• [OBJECTIVE]:
Copy the records below, starting at the line that contains "Exercise. Spot the man's" and continuing through the end of the records, with both ends included. Keep every request line unchanged, and multiply each coordinate in the answers by 2.55, rounding to whole numbers with halves going up.

....

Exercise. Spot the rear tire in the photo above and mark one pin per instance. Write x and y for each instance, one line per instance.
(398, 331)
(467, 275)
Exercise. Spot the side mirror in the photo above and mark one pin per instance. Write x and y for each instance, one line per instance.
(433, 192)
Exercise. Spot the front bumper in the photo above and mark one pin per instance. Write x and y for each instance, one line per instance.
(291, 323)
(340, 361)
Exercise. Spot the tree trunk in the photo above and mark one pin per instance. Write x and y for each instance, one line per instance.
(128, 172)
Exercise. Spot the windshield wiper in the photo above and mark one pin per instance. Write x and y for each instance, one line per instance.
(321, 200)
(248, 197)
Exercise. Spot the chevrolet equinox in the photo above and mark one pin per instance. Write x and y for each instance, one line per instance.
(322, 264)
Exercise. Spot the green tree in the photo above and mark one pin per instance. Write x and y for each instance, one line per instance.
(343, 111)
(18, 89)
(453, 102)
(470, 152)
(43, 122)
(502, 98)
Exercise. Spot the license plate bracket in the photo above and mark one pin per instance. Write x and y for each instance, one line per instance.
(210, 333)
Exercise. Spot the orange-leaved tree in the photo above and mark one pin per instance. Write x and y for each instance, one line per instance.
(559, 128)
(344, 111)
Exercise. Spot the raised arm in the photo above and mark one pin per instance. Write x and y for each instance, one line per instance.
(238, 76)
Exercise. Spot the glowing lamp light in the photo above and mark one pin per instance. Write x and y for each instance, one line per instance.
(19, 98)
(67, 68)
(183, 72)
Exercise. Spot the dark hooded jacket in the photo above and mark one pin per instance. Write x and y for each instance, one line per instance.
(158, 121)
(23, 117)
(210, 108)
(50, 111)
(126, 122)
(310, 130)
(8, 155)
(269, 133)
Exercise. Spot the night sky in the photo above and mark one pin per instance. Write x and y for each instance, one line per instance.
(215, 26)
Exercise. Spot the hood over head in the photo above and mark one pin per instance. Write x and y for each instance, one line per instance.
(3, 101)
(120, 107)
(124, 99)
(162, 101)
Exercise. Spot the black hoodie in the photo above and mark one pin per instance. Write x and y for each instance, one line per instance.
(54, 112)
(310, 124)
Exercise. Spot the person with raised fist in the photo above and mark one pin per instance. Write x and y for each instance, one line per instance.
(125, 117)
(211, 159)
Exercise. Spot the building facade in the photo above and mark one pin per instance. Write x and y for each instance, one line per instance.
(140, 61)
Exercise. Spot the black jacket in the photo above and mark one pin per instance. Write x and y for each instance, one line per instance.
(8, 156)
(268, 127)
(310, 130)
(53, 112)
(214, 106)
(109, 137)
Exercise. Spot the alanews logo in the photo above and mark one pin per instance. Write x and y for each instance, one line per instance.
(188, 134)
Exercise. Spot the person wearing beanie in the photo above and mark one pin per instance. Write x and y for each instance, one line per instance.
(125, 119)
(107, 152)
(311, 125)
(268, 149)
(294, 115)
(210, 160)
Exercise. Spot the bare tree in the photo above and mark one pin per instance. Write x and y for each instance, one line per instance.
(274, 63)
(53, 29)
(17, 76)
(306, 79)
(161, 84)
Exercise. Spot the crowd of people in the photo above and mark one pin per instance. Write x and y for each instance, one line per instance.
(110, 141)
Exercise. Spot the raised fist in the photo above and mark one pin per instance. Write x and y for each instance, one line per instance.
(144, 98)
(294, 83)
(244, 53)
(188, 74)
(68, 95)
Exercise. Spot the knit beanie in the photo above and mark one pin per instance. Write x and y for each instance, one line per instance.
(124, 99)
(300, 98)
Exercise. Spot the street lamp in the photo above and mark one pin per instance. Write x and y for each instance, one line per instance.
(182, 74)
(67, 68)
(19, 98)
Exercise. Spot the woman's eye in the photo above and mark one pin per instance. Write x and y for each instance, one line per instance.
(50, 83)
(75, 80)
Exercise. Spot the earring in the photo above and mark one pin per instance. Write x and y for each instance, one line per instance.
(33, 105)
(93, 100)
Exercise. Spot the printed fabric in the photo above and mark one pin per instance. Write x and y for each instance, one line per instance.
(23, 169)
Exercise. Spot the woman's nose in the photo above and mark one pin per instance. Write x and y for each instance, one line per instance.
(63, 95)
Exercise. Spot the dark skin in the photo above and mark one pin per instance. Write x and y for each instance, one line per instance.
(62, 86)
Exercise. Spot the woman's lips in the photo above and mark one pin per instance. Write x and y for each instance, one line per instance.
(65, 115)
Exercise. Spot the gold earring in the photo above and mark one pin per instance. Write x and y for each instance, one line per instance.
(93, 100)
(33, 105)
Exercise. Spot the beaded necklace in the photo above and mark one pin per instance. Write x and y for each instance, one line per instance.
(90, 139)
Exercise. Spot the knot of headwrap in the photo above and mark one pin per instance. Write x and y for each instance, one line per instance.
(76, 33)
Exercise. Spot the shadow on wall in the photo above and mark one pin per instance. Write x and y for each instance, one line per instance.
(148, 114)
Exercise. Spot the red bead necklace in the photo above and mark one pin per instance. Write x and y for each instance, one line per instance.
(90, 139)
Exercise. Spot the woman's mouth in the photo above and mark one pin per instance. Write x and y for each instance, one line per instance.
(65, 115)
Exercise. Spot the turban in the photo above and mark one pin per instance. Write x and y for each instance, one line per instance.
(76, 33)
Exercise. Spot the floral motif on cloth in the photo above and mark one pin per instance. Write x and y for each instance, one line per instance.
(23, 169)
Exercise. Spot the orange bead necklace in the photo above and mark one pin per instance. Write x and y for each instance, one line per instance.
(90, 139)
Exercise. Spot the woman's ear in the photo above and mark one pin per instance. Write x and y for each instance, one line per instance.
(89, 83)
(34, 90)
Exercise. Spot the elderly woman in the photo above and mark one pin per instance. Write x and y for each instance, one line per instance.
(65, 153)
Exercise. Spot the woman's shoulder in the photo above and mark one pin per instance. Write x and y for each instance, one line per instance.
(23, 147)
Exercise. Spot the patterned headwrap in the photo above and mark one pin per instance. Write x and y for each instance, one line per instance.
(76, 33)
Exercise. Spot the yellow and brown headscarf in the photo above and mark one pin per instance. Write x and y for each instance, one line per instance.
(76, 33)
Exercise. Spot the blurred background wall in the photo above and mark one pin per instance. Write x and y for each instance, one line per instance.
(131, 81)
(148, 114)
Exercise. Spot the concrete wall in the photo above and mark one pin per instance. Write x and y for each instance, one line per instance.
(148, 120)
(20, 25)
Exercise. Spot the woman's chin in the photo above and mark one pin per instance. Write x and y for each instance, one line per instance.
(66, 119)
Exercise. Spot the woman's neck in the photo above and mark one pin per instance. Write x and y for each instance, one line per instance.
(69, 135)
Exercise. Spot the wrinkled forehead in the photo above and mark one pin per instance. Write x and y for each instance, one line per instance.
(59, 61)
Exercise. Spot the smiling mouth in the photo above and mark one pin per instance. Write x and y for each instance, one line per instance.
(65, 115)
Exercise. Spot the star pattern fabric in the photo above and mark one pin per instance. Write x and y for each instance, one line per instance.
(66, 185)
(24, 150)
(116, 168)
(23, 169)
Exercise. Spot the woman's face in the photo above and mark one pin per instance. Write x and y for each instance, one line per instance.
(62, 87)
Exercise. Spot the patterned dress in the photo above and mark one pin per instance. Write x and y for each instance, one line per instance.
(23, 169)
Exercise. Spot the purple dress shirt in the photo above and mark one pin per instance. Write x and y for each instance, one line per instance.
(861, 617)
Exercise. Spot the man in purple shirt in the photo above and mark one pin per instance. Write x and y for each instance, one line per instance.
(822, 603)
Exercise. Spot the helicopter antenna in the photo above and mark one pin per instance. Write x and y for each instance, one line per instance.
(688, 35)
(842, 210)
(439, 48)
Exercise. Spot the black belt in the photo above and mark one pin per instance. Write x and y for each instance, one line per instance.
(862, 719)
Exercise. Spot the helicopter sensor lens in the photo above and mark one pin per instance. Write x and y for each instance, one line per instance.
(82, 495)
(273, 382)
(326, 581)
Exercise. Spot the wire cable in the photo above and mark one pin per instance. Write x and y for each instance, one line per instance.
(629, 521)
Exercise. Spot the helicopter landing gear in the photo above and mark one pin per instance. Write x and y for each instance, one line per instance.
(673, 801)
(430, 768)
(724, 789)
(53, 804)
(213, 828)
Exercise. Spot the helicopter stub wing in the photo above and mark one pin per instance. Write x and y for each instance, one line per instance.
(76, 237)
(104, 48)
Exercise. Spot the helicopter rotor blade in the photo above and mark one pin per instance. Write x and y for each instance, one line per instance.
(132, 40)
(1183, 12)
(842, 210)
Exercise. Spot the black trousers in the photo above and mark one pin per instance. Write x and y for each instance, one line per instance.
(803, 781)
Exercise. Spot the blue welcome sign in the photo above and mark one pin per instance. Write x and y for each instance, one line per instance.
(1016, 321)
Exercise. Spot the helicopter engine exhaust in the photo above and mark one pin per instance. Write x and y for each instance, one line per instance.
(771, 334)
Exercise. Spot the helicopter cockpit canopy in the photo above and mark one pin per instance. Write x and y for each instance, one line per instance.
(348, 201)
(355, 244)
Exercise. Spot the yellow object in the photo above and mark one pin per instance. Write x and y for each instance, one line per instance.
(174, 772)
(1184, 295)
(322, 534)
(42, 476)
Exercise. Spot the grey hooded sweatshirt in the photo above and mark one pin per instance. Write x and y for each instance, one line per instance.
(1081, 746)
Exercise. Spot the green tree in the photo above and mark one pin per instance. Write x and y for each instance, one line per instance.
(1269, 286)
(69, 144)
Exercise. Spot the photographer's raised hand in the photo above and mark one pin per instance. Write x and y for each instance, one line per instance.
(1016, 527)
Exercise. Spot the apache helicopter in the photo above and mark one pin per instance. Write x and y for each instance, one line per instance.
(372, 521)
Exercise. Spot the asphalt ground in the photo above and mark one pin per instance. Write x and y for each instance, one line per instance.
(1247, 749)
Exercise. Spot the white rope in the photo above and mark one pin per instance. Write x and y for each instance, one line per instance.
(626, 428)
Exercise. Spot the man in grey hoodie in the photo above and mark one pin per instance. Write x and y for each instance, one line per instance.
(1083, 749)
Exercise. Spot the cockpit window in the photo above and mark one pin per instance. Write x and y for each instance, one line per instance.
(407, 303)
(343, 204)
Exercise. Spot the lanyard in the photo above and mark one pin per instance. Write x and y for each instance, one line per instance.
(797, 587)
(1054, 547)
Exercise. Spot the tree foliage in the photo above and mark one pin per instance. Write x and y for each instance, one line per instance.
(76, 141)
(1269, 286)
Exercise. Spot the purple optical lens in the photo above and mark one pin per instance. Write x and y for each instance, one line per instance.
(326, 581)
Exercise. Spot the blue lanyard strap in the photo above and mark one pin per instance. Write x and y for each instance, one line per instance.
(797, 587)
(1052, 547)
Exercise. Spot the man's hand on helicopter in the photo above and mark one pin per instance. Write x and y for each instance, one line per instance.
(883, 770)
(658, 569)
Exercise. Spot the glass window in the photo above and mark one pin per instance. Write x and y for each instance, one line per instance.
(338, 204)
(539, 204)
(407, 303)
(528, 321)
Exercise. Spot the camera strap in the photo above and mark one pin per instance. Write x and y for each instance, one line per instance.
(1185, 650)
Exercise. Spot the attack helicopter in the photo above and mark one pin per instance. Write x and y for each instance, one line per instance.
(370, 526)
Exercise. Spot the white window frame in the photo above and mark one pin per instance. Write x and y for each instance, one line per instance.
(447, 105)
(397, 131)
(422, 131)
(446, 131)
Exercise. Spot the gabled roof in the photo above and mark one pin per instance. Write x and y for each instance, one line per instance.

....

• [EXERCISE OUTPUT]:
Exercise. Spot the man's hand on helicopter in the photo above and mark one pin per instance. Write x and y for each instance, one line per instance.
(2252, 1964)
(1678, 1451)
Exercise. Spot the glass window in the photo above and mark one pin per instance. Write x and y for each instance, one line per instance.
(862, 520)
(1374, 520)
(1038, 773)
(1346, 819)
Exercise. Spot the camera strap in the photo above and mark one pin per instance. Write x and y for each instance, one line per instance.
(3022, 1658)
Exercise. Spot the attack helicopter in the photo above and mark one pin per instance. Write x and y for each instance, one line per instance.
(944, 1341)
Exercise. Spot the white window frame in the photo above and mark one pin per instance. Write x and y for each instance, one line per instance.
(1140, 268)
(1012, 334)
(1076, 334)
(1137, 334)
Exercise. Spot the gabled roof in the photo above and mark one pin per instance. Write x and y for each instance, one line per instance.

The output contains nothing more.